DIRECTIVES:
1. In the fluid attribute descriptions, why does the normal motion blur mechanism fail on a fluid output mesh whose topology changes over time?
2. Arrange the stretch of rows from the line containing "the framed abstract" through the line containing "Query: mist over aircraft" as a JSON list of strings, one string per line, and omit the pictures.

EXCERPTED TEXT:
_ _ _ _ _ _ _

If on, then we create a color per vertex set name incandesencePV for the output mesh that is derived from the particle incandescence values. This requires the use of a color per vertex texture to render on the mesh.

velocityPerVertex (vpvx) bool true

If on, then we create a color per vertex set name velocityPV for the output mesh that is derived from the fluid velocity values, where velocity xyz maps to color rgb. This is primarily for purposes of motion blur, which can be enabled by setting the attribute motionVectorColorSet to "velocityPV" on the fluid output mesh. (currently this only works for Mental Ray) The fluid output mesh typically changes topology over time which creates problem for the normal motion blur mechanism, which relies on comparing vertex positions at different points in time. With a topology changing mesh a vertex may not exist for all of the time samples causing the motion blur to fail. The velocityPV is computed directly from the fluid velocities and thus does not have this problem.

uvwPerVertex (upvx) bool false

If on, then we create a uvw per vertex set name uvwPV for the output mesh that is derived from the fluid uvw values. The uvw values will only move when the coordinateMethod is set to dynamic grid. In addition to the uvw color set the uv coordinates for the vertices will enabled, allowing one to apply a 2D texture to the mesh.

useGradientNormals (ugn) bool false

If on, then we create user normals based on the direction of the opacity gradient in the fluid. This results in a smoother looking output mesh, especially in regions with thin triangles. This only affects the output mesh of the fluid( convert fluid to poly ).

refractiveIndex (rei) float 1.8

Index of refraction. This property affects how reflectivity changes with viewing angle. It makes use of Fresnel's law. Materials with a low refractive index are generally only reflective at glancing angles. This is useful for a wet look or for water, because water has a lower refractive index than most solids. At a refractive index of 1.0 the material is considered to be the same as the medium, and theoretically there should be no specularity in this case( as with a cloud ). However we turn on full specularity in this case (ie. no view angle modulation), for convenience.

sampleMethod (smpm) enum 3

Controls how fluid is sampled during rendering Jitter avoids banding artifacts, but adds noise to the final image unless the quality is set high.

realLights (rl) bool true

Determines whether to use normal lights or a single built in directional light. The simple built in lighting is faster, especially for self shadowing, and it does not cast shadows or light onto other objects. Nor does it receive shadows from other objects.

pointLight (poli) float3

PointLight is the position of the internal point light used when RealLights is off.

pointLightX (polx) float 0.0

pointLight X value

pointLightY (poly) float 0.0

pointLight Y value

pointLightZ (polz) float 0.0

pointLight Z value

directionalLight (dl) float3

DirectionalLight is the direction of the internal directional light used when RealLights is off.

_ _ _ _ _ _ _

(Dataset records)
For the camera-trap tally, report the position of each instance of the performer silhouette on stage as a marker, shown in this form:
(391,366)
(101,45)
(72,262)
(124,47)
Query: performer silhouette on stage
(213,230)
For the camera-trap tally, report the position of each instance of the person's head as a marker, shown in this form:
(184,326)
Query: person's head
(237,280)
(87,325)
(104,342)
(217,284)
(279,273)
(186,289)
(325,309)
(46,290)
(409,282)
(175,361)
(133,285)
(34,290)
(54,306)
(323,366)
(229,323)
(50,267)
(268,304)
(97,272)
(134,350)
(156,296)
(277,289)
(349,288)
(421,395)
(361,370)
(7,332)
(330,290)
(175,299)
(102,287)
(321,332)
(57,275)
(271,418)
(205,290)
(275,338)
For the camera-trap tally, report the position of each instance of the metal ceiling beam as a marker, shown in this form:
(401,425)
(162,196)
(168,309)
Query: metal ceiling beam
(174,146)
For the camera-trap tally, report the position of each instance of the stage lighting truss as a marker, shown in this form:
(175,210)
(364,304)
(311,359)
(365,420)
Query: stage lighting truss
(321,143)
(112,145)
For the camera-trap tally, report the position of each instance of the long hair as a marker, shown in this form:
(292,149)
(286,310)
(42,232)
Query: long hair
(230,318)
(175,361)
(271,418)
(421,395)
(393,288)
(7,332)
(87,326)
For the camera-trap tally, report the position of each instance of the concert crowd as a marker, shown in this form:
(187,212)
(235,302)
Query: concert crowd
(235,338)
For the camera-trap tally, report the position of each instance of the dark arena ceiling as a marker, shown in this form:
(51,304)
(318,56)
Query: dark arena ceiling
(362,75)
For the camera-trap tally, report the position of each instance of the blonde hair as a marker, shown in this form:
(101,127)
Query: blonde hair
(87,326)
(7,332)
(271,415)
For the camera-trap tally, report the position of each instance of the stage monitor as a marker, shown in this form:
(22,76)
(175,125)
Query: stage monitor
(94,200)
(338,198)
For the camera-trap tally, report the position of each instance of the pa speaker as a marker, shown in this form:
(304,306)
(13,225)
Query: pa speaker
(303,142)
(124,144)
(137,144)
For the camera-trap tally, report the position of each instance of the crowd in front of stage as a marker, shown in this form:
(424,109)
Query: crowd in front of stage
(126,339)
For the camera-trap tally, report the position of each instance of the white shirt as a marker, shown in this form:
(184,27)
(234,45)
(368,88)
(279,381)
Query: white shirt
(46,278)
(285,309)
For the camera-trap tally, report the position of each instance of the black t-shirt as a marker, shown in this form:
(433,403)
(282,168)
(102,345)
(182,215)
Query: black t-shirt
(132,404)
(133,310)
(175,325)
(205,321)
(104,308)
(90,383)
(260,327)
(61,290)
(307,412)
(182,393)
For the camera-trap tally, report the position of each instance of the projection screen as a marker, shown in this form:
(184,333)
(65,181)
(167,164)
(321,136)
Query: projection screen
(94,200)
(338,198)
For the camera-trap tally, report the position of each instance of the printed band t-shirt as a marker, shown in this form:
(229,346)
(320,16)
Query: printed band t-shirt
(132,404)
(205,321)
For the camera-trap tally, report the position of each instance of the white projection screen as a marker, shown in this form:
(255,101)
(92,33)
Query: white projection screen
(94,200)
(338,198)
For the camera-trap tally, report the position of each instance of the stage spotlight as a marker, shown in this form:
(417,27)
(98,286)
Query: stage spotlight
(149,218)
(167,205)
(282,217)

_ _ _ _ _ _ _

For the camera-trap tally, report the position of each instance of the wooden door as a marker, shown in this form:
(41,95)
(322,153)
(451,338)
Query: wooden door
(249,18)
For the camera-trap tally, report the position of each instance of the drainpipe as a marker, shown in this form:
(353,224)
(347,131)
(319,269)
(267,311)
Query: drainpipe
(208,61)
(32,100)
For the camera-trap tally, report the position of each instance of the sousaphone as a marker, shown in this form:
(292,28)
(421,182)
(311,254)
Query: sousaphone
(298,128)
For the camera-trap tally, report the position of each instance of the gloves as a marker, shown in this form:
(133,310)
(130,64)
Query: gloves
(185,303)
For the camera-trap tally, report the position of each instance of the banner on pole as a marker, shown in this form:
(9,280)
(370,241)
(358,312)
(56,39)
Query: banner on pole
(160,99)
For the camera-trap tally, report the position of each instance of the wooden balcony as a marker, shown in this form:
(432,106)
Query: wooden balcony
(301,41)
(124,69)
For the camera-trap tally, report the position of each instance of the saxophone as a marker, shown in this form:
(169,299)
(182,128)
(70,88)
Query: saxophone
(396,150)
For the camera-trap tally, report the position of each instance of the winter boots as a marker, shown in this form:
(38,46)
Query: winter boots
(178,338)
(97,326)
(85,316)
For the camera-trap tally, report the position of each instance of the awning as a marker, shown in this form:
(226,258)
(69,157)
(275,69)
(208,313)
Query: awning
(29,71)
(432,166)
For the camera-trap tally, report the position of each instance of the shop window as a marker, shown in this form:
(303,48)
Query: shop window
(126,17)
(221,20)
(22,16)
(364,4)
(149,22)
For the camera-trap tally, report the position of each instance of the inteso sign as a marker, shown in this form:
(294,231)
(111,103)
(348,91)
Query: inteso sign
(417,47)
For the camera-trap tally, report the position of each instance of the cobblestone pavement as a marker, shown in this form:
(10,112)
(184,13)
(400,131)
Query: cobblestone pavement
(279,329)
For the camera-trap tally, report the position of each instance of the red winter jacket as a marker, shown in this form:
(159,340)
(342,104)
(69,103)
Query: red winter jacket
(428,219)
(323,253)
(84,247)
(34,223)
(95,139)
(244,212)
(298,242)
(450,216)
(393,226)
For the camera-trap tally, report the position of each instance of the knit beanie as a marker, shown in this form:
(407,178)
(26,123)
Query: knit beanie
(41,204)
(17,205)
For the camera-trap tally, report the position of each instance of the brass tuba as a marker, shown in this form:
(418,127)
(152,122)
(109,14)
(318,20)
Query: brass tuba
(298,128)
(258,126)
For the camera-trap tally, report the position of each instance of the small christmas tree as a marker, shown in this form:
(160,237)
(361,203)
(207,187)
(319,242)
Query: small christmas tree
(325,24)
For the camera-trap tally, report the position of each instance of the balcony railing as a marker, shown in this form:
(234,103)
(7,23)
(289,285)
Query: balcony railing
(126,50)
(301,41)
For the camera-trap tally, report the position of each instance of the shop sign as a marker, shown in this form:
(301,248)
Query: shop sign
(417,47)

_ _ _ _ _ _ _

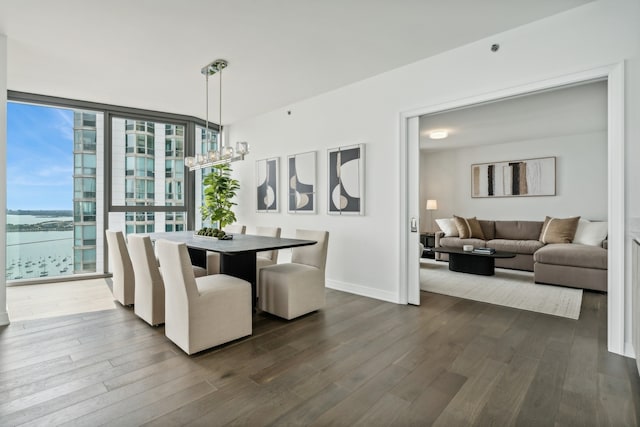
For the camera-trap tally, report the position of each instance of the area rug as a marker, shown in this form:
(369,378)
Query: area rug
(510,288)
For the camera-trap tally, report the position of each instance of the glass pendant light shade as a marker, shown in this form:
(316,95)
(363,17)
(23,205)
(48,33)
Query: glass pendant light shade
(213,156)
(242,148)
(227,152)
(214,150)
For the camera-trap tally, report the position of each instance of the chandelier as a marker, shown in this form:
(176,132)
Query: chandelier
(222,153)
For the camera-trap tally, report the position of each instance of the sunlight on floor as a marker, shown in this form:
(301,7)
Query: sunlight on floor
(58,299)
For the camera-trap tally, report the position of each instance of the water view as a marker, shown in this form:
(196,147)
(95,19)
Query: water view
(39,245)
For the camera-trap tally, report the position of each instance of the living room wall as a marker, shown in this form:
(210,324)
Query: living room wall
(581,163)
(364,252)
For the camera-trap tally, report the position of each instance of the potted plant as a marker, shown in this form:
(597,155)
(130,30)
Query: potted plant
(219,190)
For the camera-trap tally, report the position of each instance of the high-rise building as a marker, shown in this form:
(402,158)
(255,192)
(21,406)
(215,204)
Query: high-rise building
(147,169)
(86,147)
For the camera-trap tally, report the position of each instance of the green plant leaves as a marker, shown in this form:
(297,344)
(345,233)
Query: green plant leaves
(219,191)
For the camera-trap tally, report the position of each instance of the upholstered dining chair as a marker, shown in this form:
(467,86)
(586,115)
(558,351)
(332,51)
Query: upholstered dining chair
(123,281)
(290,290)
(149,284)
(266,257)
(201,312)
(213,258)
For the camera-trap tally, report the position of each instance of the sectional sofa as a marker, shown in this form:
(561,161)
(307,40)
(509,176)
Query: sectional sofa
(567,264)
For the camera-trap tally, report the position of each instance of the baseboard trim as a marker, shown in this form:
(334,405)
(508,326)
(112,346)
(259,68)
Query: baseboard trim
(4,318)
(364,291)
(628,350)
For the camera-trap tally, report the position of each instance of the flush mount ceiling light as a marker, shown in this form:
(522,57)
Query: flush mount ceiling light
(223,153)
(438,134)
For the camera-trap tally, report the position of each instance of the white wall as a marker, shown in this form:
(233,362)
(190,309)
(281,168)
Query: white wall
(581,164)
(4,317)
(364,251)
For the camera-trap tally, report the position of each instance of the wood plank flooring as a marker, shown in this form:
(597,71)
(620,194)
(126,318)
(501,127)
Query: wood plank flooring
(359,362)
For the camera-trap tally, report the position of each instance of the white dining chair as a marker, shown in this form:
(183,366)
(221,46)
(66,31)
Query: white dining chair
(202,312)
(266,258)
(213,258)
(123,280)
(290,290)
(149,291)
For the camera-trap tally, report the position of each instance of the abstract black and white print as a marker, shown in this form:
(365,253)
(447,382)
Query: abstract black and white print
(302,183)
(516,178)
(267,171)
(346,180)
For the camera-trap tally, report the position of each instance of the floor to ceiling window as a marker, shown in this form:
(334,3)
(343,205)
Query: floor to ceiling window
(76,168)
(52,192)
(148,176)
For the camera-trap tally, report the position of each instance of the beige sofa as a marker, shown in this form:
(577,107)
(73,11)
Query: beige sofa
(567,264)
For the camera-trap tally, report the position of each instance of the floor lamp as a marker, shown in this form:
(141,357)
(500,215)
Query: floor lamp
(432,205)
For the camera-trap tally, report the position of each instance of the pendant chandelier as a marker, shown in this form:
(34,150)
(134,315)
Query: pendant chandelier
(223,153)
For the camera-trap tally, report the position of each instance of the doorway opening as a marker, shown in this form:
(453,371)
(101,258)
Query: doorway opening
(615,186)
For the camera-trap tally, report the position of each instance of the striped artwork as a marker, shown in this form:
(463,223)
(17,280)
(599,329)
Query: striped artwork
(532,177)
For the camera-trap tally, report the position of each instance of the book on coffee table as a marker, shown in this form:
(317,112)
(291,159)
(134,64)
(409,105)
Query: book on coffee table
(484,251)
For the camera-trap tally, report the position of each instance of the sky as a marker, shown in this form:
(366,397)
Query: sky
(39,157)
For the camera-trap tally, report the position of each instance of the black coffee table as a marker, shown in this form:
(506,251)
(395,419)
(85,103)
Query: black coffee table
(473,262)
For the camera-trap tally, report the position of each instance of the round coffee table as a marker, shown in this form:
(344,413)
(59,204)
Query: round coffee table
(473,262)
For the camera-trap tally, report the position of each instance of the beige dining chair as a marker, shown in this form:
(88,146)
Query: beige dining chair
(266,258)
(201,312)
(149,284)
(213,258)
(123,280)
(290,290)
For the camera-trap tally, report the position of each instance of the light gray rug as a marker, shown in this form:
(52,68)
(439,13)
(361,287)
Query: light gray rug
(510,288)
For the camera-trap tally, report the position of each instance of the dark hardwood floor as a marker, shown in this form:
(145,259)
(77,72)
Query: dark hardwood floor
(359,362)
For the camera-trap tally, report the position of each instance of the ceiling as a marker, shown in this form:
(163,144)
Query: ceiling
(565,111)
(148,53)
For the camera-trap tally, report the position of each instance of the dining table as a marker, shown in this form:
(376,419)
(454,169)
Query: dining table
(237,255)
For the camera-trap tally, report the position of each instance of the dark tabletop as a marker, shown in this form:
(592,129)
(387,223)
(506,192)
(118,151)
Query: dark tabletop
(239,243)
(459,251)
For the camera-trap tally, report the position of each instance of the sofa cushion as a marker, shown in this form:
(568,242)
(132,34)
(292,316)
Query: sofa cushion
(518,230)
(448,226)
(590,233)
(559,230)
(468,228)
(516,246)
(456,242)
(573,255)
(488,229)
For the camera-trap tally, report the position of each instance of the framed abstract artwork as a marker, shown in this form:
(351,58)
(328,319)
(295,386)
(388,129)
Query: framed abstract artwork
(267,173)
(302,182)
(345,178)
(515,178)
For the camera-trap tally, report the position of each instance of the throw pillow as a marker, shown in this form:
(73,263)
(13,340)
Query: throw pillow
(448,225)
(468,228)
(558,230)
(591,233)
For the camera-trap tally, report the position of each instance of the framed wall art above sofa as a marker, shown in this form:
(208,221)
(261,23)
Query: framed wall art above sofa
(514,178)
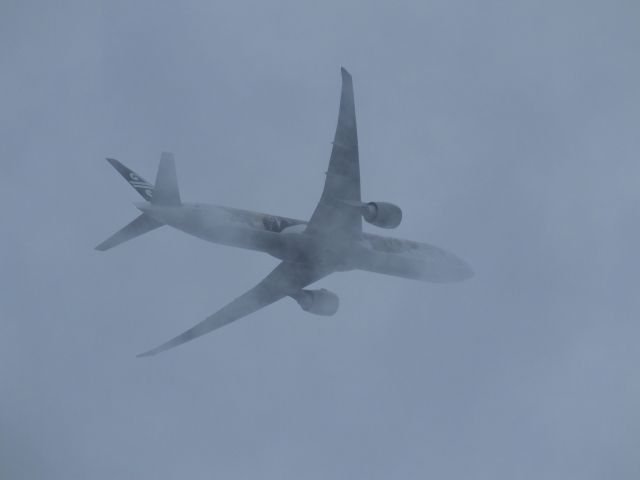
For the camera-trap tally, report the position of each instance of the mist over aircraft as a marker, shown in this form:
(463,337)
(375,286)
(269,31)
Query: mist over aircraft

_ _ _ _ _ _ _

WRITTEN ANSWERS:
1. With a topology-changing mesh, a vertex may not exist for all of the time samples, so comparing vertex positions at different points in time does not work.

2.
[
  "For the camera-trap tally, report the position of each instance of the framed abstract artwork as a marker, shown in this form:",
  "(351,58)",
  "(328,319)",
  "(295,386)",
  "(388,129)",
  "Query: framed abstract artwork",
  "(267,173)",
  "(302,182)",
  "(345,178)",
  "(515,178)",
  "For the camera-trap tally, report the position of each instance of the throw pillow as a marker, shown in this form:",
  "(73,263)",
  "(13,340)",
  "Query: throw pillow",
  "(448,225)",
  "(468,228)",
  "(558,230)",
  "(591,233)",
  "For the camera-trap tally, report the position of each instance of the framed wall art above sofa as a marker, shown in this form:",
  "(208,221)",
  "(261,23)",
  "Query: framed wall art above sofa",
  "(514,178)",
  "For the camera-trap tally, report the position of each instance of the mist over aircraft as a marker, shown in this form:",
  "(463,337)",
  "(375,286)",
  "(269,31)",
  "Query: mist over aircraft"
]